Copy out all of the data below, reproducing every line character for character with nothing added, dropped, or changed.

>> START Record list

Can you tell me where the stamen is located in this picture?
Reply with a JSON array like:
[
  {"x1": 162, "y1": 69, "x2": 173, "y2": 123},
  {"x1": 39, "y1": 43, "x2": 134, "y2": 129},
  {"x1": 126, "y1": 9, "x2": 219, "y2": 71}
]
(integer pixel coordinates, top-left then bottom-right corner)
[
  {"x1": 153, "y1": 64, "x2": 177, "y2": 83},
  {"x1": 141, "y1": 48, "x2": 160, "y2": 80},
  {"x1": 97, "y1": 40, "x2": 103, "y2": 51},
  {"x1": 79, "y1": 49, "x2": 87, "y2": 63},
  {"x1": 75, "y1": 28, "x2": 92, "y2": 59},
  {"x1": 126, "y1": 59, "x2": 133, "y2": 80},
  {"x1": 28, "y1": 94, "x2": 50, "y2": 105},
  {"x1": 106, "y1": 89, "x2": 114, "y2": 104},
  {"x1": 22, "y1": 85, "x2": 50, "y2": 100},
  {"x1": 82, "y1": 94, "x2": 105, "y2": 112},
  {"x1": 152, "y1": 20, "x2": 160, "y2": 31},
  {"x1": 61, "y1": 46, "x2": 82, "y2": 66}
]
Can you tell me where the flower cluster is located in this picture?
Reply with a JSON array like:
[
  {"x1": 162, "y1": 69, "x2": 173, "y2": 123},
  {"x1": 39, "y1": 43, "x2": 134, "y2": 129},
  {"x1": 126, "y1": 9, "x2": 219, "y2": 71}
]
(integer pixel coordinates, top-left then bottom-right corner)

>> END Record list

» Full answer
Can you tell me where the stamen is located in this picture?
Reply with a JSON array like:
[
  {"x1": 162, "y1": 69, "x2": 173, "y2": 123},
  {"x1": 39, "y1": 43, "x2": 134, "y2": 129},
  {"x1": 126, "y1": 9, "x2": 219, "y2": 71}
]
(integer pixel coordinates, top-left then bottom-right corner)
[
  {"x1": 153, "y1": 64, "x2": 177, "y2": 83},
  {"x1": 141, "y1": 48, "x2": 160, "y2": 80},
  {"x1": 97, "y1": 40, "x2": 103, "y2": 51},
  {"x1": 79, "y1": 49, "x2": 87, "y2": 63},
  {"x1": 75, "y1": 28, "x2": 92, "y2": 59},
  {"x1": 126, "y1": 59, "x2": 133, "y2": 80},
  {"x1": 28, "y1": 94, "x2": 50, "y2": 105},
  {"x1": 106, "y1": 89, "x2": 114, "y2": 104},
  {"x1": 22, "y1": 85, "x2": 50, "y2": 100},
  {"x1": 82, "y1": 94, "x2": 105, "y2": 112},
  {"x1": 152, "y1": 20, "x2": 160, "y2": 31},
  {"x1": 61, "y1": 46, "x2": 82, "y2": 66}
]
Can you tell me where the flower cluster is located in this picture?
Reply with a JSON array like:
[
  {"x1": 162, "y1": 69, "x2": 173, "y2": 123},
  {"x1": 39, "y1": 43, "x2": 134, "y2": 129},
  {"x1": 126, "y1": 9, "x2": 219, "y2": 71}
]
(integer pixel coordinates, top-left then bottom-right corner)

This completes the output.